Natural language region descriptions
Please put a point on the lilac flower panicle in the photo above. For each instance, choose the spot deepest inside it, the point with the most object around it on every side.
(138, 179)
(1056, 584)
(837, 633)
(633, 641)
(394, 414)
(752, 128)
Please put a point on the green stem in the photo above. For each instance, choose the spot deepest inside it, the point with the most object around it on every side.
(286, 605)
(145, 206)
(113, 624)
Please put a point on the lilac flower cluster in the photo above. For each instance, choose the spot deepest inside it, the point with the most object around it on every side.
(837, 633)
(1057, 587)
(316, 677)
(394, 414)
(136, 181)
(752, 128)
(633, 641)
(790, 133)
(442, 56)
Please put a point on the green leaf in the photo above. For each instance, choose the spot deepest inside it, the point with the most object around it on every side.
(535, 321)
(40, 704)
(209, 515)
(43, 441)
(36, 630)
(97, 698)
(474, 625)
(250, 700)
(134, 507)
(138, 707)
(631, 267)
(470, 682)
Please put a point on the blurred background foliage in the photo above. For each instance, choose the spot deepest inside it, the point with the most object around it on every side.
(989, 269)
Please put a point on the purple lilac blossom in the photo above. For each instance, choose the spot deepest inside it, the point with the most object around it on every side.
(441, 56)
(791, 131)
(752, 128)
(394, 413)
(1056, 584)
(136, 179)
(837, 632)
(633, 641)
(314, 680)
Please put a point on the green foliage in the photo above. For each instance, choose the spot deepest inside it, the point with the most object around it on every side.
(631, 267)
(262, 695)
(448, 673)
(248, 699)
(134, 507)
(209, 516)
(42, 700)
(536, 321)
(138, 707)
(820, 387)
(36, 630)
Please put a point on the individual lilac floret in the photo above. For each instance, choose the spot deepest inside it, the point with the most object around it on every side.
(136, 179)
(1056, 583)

● Task statement:
Only the lines from the one holding "Please put a point on the individual" to the end of the entries above belong in the answer, each copied exactly.

● Written response:
Please put a point on the individual lilac floret in the photo above. For each instance, choose the spot deepest inside it, the point with the most object around it on every side.
(136, 179)
(1056, 583)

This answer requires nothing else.